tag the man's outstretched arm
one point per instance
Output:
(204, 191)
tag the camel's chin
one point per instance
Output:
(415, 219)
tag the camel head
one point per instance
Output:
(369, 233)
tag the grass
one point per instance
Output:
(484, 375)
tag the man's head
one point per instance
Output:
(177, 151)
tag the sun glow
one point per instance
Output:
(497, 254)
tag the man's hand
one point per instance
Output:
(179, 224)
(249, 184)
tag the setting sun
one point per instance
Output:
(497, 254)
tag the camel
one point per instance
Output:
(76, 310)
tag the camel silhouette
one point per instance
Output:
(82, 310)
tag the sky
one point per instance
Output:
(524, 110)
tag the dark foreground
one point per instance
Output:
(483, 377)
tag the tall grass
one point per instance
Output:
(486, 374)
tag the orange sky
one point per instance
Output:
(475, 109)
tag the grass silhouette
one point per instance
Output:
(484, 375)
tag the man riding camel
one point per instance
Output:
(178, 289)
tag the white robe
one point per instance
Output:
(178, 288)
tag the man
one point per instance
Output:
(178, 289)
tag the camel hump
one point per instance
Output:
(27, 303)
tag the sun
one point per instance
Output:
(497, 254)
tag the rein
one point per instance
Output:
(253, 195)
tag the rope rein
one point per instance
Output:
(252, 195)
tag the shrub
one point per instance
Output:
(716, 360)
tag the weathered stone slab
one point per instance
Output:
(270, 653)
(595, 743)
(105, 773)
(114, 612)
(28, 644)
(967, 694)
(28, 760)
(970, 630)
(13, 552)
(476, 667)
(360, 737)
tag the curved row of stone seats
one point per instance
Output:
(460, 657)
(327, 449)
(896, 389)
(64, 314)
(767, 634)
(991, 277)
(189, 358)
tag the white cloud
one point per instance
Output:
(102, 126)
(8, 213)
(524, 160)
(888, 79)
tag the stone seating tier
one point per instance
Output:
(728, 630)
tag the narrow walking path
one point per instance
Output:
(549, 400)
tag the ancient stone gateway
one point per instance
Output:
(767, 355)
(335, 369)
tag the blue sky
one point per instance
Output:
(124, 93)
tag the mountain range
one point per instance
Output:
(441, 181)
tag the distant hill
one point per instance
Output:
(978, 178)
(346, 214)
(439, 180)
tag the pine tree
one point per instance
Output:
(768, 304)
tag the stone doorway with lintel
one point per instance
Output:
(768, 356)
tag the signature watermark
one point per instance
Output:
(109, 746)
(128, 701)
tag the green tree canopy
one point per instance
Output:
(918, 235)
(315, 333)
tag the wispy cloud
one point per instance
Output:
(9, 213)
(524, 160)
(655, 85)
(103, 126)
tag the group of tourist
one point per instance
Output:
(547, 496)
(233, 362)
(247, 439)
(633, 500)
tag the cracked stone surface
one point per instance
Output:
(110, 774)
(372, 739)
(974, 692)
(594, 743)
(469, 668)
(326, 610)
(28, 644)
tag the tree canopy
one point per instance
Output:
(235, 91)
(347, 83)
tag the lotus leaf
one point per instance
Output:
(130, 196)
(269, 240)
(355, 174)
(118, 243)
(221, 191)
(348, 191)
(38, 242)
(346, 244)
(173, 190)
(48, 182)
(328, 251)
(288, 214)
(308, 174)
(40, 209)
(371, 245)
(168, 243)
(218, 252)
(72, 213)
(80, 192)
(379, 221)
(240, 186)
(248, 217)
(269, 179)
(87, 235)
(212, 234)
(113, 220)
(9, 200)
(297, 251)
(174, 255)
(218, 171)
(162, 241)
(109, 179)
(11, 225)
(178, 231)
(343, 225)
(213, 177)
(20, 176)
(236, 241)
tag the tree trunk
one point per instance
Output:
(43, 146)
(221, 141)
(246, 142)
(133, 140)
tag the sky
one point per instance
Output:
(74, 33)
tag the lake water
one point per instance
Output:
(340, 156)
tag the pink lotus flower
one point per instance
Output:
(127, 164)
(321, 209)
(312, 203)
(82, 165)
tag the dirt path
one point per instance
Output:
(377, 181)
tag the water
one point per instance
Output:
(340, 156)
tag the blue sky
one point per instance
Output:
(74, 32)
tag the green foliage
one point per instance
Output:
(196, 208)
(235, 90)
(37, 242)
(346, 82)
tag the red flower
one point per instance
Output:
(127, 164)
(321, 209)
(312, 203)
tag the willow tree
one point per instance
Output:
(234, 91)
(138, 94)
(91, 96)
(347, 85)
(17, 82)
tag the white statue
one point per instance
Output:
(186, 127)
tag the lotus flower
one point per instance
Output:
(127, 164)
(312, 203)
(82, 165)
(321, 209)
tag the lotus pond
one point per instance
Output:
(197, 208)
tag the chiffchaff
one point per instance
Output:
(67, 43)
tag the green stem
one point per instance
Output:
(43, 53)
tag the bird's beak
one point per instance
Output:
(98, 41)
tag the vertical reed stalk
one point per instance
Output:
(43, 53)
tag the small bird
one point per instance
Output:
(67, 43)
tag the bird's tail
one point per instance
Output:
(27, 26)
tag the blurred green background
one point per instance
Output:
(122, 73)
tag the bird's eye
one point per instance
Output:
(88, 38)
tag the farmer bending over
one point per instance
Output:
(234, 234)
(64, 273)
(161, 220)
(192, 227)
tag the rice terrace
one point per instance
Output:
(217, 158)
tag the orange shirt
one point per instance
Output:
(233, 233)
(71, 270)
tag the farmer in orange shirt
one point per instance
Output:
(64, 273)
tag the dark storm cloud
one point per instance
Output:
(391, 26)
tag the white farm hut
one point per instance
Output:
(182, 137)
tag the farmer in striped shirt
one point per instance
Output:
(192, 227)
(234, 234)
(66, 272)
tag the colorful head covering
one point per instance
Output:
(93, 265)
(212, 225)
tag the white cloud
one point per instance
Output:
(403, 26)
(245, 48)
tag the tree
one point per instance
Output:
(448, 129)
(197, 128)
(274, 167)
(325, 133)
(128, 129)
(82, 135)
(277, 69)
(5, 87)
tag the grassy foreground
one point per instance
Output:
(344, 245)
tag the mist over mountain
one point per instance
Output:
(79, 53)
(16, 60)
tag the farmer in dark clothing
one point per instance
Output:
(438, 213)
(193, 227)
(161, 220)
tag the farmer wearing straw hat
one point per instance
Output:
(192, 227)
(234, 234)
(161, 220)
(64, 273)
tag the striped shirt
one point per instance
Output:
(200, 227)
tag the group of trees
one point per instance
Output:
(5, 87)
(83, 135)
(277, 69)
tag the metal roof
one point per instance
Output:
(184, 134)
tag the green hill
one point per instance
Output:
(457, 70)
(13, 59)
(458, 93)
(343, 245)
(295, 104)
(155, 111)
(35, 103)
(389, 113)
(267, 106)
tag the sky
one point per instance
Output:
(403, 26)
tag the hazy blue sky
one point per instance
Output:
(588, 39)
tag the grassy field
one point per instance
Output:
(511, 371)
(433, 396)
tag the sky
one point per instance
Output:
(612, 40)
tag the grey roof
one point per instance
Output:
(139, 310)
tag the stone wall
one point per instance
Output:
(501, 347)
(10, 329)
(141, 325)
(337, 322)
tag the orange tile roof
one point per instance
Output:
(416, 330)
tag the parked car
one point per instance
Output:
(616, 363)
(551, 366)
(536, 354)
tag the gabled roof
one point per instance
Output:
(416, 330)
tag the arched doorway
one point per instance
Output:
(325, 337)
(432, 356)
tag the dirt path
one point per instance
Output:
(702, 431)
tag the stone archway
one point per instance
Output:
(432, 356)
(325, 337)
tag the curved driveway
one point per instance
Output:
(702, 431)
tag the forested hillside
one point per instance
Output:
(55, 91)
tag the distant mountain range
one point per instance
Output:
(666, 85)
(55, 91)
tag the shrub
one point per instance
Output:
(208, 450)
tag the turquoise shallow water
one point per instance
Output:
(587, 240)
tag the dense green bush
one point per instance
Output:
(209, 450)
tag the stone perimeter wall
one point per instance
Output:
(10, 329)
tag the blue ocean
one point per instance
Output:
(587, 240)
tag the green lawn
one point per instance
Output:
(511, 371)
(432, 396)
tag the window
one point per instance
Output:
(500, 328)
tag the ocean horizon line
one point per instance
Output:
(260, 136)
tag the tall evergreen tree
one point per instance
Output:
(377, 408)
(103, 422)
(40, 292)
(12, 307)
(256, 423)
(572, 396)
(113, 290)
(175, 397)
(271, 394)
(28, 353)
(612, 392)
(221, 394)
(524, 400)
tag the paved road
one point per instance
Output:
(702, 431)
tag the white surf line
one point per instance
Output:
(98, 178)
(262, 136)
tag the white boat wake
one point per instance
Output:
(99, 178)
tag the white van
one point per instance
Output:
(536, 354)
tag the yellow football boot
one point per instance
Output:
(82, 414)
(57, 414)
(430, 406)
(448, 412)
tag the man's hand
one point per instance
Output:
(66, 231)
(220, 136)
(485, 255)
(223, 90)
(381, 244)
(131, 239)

Task to complete -> Which of the lines above hold the word "distant"? Copy each one.

Response area ->
tag the distant hill
tag the distant mountain range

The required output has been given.